- _Your task_: Pictures do not belong in the copy; print every entry exactly as it stands.

Saved entries
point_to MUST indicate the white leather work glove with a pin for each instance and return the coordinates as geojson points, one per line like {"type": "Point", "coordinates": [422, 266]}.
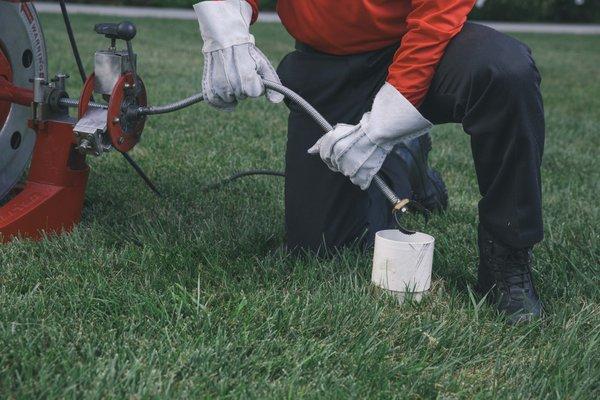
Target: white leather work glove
{"type": "Point", "coordinates": [233, 66]}
{"type": "Point", "coordinates": [358, 151]}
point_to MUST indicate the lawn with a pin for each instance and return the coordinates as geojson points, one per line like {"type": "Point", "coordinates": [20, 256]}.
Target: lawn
{"type": "Point", "coordinates": [191, 295]}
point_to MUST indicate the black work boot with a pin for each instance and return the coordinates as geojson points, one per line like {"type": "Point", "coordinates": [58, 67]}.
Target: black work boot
{"type": "Point", "coordinates": [504, 274]}
{"type": "Point", "coordinates": [427, 185]}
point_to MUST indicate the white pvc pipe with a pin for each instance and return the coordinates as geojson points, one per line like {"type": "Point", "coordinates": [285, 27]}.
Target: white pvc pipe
{"type": "Point", "coordinates": [402, 263]}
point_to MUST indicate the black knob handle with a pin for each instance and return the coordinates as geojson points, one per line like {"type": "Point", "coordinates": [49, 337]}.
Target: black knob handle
{"type": "Point", "coordinates": [123, 30]}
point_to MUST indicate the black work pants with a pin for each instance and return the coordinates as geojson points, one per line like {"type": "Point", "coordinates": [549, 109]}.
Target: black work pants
{"type": "Point", "coordinates": [486, 81]}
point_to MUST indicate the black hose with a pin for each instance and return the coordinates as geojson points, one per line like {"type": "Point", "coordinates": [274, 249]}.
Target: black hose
{"type": "Point", "coordinates": [243, 174]}
{"type": "Point", "coordinates": [63, 9]}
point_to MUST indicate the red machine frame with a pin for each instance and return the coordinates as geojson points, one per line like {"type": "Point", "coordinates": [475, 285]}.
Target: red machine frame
{"type": "Point", "coordinates": [51, 201]}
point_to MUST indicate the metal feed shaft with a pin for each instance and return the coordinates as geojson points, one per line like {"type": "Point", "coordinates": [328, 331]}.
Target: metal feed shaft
{"type": "Point", "coordinates": [36, 127]}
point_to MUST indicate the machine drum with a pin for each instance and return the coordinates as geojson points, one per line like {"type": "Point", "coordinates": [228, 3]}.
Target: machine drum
{"type": "Point", "coordinates": [22, 58]}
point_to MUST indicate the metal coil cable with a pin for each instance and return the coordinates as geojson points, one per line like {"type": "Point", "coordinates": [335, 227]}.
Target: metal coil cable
{"type": "Point", "coordinates": [197, 98]}
{"type": "Point", "coordinates": [72, 103]}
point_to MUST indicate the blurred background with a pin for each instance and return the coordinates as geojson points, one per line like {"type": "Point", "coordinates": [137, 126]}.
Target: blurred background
{"type": "Point", "coordinates": [497, 10]}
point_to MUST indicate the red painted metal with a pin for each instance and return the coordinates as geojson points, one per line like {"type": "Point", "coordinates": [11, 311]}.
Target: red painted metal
{"type": "Point", "coordinates": [52, 199]}
{"type": "Point", "coordinates": [5, 74]}
{"type": "Point", "coordinates": [121, 140]}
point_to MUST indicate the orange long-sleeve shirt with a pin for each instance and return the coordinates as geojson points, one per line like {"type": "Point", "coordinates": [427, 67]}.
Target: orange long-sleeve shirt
{"type": "Point", "coordinates": [341, 27]}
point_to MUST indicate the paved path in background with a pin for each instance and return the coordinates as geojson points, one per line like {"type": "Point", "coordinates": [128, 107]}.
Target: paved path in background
{"type": "Point", "coordinates": [147, 12]}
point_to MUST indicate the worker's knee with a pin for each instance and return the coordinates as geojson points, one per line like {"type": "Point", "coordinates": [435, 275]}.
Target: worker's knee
{"type": "Point", "coordinates": [507, 69]}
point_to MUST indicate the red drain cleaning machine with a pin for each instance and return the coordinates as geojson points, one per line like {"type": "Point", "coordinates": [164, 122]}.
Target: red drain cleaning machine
{"type": "Point", "coordinates": [41, 137]}
{"type": "Point", "coordinates": [38, 131]}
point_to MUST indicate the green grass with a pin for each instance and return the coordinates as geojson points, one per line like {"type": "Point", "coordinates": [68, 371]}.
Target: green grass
{"type": "Point", "coordinates": [191, 296]}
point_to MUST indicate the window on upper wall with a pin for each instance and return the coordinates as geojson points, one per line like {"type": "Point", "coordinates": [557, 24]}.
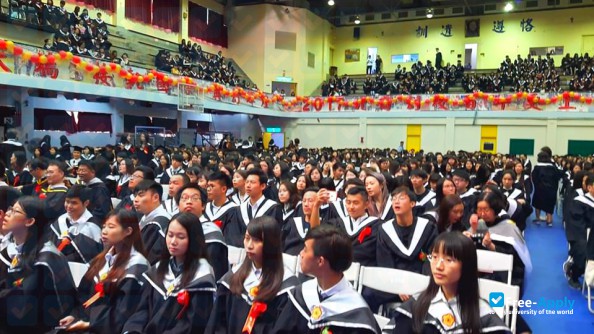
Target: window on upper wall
{"type": "Point", "coordinates": [207, 25]}
{"type": "Point", "coordinates": [405, 58]}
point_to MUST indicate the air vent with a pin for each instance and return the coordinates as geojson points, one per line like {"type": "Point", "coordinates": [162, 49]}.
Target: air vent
{"type": "Point", "coordinates": [531, 4]}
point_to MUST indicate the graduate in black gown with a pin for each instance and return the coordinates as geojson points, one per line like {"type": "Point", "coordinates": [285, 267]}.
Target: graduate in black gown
{"type": "Point", "coordinates": [256, 206]}
{"type": "Point", "coordinates": [190, 199]}
{"type": "Point", "coordinates": [153, 224]}
{"type": "Point", "coordinates": [111, 290]}
{"type": "Point", "coordinates": [77, 234]}
{"type": "Point", "coordinates": [36, 286]}
{"type": "Point", "coordinates": [451, 303]}
{"type": "Point", "coordinates": [180, 292]}
{"type": "Point", "coordinates": [296, 228]}
{"type": "Point", "coordinates": [251, 296]}
{"type": "Point", "coordinates": [358, 225]}
{"type": "Point", "coordinates": [328, 303]}
{"type": "Point", "coordinates": [219, 208]}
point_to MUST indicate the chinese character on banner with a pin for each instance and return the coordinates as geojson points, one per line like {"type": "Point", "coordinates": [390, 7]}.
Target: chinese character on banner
{"type": "Point", "coordinates": [446, 30]}
{"type": "Point", "coordinates": [527, 25]}
{"type": "Point", "coordinates": [422, 32]}
{"type": "Point", "coordinates": [498, 27]}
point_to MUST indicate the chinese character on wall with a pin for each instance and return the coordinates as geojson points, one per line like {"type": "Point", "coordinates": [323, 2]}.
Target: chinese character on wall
{"type": "Point", "coordinates": [422, 32]}
{"type": "Point", "coordinates": [446, 30]}
{"type": "Point", "coordinates": [498, 27]}
{"type": "Point", "coordinates": [526, 25]}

- _Expected output_:
point_to MUST indicate the white leather work glove with a pin for each instance and return the coordinates as geojson points, one per line like {"type": "Point", "coordinates": [422, 266]}.
Target: white leather work glove
{"type": "Point", "coordinates": [233, 66]}
{"type": "Point", "coordinates": [358, 151]}
point_to MUST indicate the lawn with a pin for each instance and return the coordinates as geojson points, one per line like {"type": "Point", "coordinates": [20, 256]}.
Target: lawn
{"type": "Point", "coordinates": [191, 295]}
point_to MUST indicate the black work boot with a pin for each instance and return the coordinates as geojson points, one per line like {"type": "Point", "coordinates": [58, 67]}.
Target: black work boot
{"type": "Point", "coordinates": [504, 274]}
{"type": "Point", "coordinates": [427, 185]}
point_to MUST indicate the white pvc pipe with a pin for each instance and return the coordinates as geojson points, one per line like {"type": "Point", "coordinates": [285, 27]}.
Target: white pvc pipe
{"type": "Point", "coordinates": [402, 263]}
point_to MUST indicate the black knob handle with a pin for each instance and return the coordinates as geojson points, one per line like {"type": "Point", "coordinates": [49, 337]}.
Target: black knob handle
{"type": "Point", "coordinates": [123, 30]}
point_to MUST indicate the black work pants with a pin for each instance and return the coordinates as geojson points, one per line like {"type": "Point", "coordinates": [549, 109]}.
Target: black work pants
{"type": "Point", "coordinates": [486, 81]}
point_to MUST indicate the black hose with a pin for each instance and return the coordinates as geojson points, one per line like {"type": "Point", "coordinates": [274, 249]}.
Target: black hose
{"type": "Point", "coordinates": [243, 174]}
{"type": "Point", "coordinates": [63, 9]}
point_to MUST indicate the red machine frame with a pin for each instance and return the coordinates as geojson points, one per line like {"type": "Point", "coordinates": [475, 285]}.
Target: red machine frame
{"type": "Point", "coordinates": [51, 201]}
point_to MUST indicate the metal feed shaft with a pin for each instance and return the coordinates as geojson points, one per line like {"type": "Point", "coordinates": [328, 331]}.
Target: metal feed shaft
{"type": "Point", "coordinates": [36, 127]}
point_to MUST indicate the machine drum with a pin for each instance and return the coordinates as geojson points, one per line like {"type": "Point", "coordinates": [228, 3]}.
Target: machine drum
{"type": "Point", "coordinates": [22, 58]}
point_to MUST indicate the metal coil cable with a pin for each instance and return the coordinates as geojson points, one per line like {"type": "Point", "coordinates": [335, 227]}.
Target: metal coil cable
{"type": "Point", "coordinates": [197, 98]}
{"type": "Point", "coordinates": [72, 103]}
point_to MUST indicate the blurred background with a pin for each instance and return the coordinates as geojson points, one per line like {"type": "Point", "coordinates": [137, 126]}.
Target: blurred background
{"type": "Point", "coordinates": [497, 10]}
point_to MUST indicate the red painted metal with a pin for each instance and return the coordinates as geojson points, one per line like {"type": "Point", "coordinates": [11, 311]}.
Target: red painted metal
{"type": "Point", "coordinates": [52, 199]}
{"type": "Point", "coordinates": [5, 74]}
{"type": "Point", "coordinates": [121, 140]}
point_to MUST indicate the orange long-sleeve shirt with a pin for each instance and return the coordinates as geojson points, one per line like {"type": "Point", "coordinates": [427, 67]}.
Target: orange long-sleeve shirt
{"type": "Point", "coordinates": [341, 27]}
point_to MUST indicate the paved path in background with a pin for each instance and return the coordinates as geojson points, one per line like {"type": "Point", "coordinates": [128, 107]}.
Target: paved path in background
{"type": "Point", "coordinates": [147, 12]}
point_to MUST indicate the worker's knee with a pin for each instance and return the coordinates as geojson points, one per line like {"type": "Point", "coordinates": [435, 275]}.
Target: worker's knee
{"type": "Point", "coordinates": [507, 69]}
point_to MUST indicate the red drain cleaning machine with a pin for each instance and return the coordinates as geojson points, one per line like {"type": "Point", "coordinates": [164, 122]}.
Target: red drain cleaning machine
{"type": "Point", "coordinates": [41, 137]}
{"type": "Point", "coordinates": [38, 131]}
point_to MUST indicate the green grass with a pin for each instance and return the coordinates as geojson points, one per line like {"type": "Point", "coordinates": [68, 371]}.
Target: green grass
{"type": "Point", "coordinates": [191, 296]}
point_to MUST indicate the window on upper wall with a pin for each instance and return the coordinates as geojson points, one per line like {"type": "Point", "coordinates": [557, 24]}.
Target: window on upper wall
{"type": "Point", "coordinates": [207, 25]}
{"type": "Point", "coordinates": [405, 58]}
point_to MUST indicate the air vent with a pin for each instance and return the coordinates as geojson points, one per line like {"type": "Point", "coordinates": [162, 49]}.
Target: air vent
{"type": "Point", "coordinates": [531, 4]}
point_to MUST indicate the graduate in black gown with a pin for each instance and return the coordinates as geojson points, one per line like {"type": "Point", "coordinates": [285, 267]}.
Target: graduate in black gown
{"type": "Point", "coordinates": [256, 206]}
{"type": "Point", "coordinates": [190, 199]}
{"type": "Point", "coordinates": [153, 224]}
{"type": "Point", "coordinates": [111, 290]}
{"type": "Point", "coordinates": [77, 234]}
{"type": "Point", "coordinates": [36, 286]}
{"type": "Point", "coordinates": [451, 303]}
{"type": "Point", "coordinates": [180, 292]}
{"type": "Point", "coordinates": [296, 228]}
{"type": "Point", "coordinates": [251, 296]}
{"type": "Point", "coordinates": [358, 225]}
{"type": "Point", "coordinates": [328, 303]}
{"type": "Point", "coordinates": [219, 208]}
point_to MUST indicate the chinese character on banner with a pin for each instance and return the coordinates as geojson points, one per line like {"type": "Point", "coordinates": [390, 7]}.
Target: chinese character on banner
{"type": "Point", "coordinates": [446, 30]}
{"type": "Point", "coordinates": [527, 25]}
{"type": "Point", "coordinates": [422, 32]}
{"type": "Point", "coordinates": [498, 27]}
point_to MUST indicate the chinese character on wall with a pin for each instance and return the coordinates as geojson points, one per line like {"type": "Point", "coordinates": [323, 2]}.
Target: chinese character on wall
{"type": "Point", "coordinates": [422, 32]}
{"type": "Point", "coordinates": [446, 30]}
{"type": "Point", "coordinates": [498, 27]}
{"type": "Point", "coordinates": [526, 25]}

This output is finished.